## Source extract
=-=-=
An appropriate Order shall issue this day.
REPORT & RECOMMENDATION
CRIGLER, United States Magistrate Judge.
Upon the proposed findings and conclusions set forth from the bench on September 19, 1997, the transcript of which is attached and incorporated herein, it is
RECOMMENDED
as follows:
(1) Defendant Target Stores, Inc. should be dismissed as a party to this action.1
(2) Plaintiffs August 19, 1997 motion for partial summary judgment on the affirmative defense that her claims are barred under the Virginia Workers’ Compensation Act should be GRANTED and that this affirmative defense should be stricken.
(3) Plaintiffs August 29, 1997 motion for partial summary judgment imposing strict liability upon defendant for damages arising out of the blast which is the subject hereof should He GRANTED. Defendants’ August 29, 1997 motion for summary judgment on this issue should be DENIED.
(4) Plaintiffs August 29, 1997 motion for partial summary judgment striking the affirmative defense of assumption of the risk should be GRANTED and that this affirmative defense be stricken. Defendants’ August 29, 1997 motion for summary judgment on the issue of assumption of the risk should be DENIED.
(5) Defendants’ August 29,1997 motion for summary judgment on plaintiffs negligence claim should be DENIED.2
The Clerk is directed to immediately transmit the record in this case to the Hon. James H. Michael, Jr., United States District Judge. Both sides are reminded that pursuant to Rule 72(b) they are entitled to note objections, if any they may have, to this Report and Recommendation within ten (10) days hereof. Any adjudication of fact or conclusion of law rendered herein by the undersigned not specifically objected to within the period prescribed by law may become conclusive upon the parties. Failure to file specific objections pursuant to 28 U.S.C. § 636(b)(1)(C) as to factual recitations or findings as well as to the conclusions reached [1202]*1202by the undersigned may be construed by any reviewing court as a waiver of such objection.
The Clerk of the Court hereby is directed to send a certified copy of this Report and Recommendation to all counsel of record. Date September 30,1997.
=-=-=
## Entries provided
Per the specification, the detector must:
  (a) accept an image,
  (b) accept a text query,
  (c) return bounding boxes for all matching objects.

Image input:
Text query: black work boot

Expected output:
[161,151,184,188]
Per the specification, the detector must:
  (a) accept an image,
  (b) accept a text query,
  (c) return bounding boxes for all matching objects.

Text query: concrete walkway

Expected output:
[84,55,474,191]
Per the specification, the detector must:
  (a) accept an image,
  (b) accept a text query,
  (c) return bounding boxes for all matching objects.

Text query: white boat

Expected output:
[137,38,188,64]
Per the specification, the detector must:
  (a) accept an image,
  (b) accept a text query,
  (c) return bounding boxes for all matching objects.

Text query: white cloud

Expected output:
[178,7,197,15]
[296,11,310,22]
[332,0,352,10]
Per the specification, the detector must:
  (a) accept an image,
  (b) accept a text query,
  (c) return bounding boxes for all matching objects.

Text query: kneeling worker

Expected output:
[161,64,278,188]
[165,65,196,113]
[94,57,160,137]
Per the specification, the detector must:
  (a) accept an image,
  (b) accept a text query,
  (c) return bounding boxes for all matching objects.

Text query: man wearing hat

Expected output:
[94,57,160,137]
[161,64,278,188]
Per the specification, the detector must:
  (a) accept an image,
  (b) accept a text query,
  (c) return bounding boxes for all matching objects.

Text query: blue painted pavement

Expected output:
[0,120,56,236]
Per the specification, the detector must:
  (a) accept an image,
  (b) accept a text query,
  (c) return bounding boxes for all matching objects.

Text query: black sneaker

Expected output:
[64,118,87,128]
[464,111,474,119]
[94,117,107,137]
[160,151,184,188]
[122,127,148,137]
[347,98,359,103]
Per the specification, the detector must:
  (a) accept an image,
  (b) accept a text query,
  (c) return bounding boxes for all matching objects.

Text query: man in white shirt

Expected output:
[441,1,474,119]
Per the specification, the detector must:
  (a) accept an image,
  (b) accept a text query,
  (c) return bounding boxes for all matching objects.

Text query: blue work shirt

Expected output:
=-=-=
## Task instructions
[A] From the report and recommendation, quote the part that opens with the words containing "(3) Plaintiffs August" and closes with "issue should be DENIED.".
[B] Answer these questions using the report and recommendation:
(i) Which defendant should be dismissed as a party to the action?
(ii) Within how many days may the parties note objections?
(iii) To whom is the Clerk directed to transmit the record?
The records were drawn from a different source than the report and recommendation.

## Expected results
[A]
(3) Plaintiffs August 29, 1997 motion for partial summary judgment imposing strict liability upon defendant for damages arising out of the blast which is the subject hereof should He GRANTED. Defendants’ August 29, 1997 motion for summary judgment on this issue should be DENIED.

[B]
(i) Target Stores, Inc.
(ii) Ten (10) days.
(iii) The Hon. James H. Michael, Jr., United States District Judge.